Exercise objective:
Go through the data below and repeat it exactly, skipping each picture.
== Segment start ==
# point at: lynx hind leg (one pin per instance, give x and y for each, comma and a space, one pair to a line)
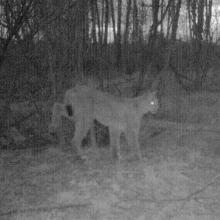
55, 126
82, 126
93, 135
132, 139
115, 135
== Segment end ==
Answer:
# point at: lynx hind leg (one pin per instance, give x and y for each, comma and a space, one pair to a line)
55, 126
82, 126
93, 135
132, 139
115, 135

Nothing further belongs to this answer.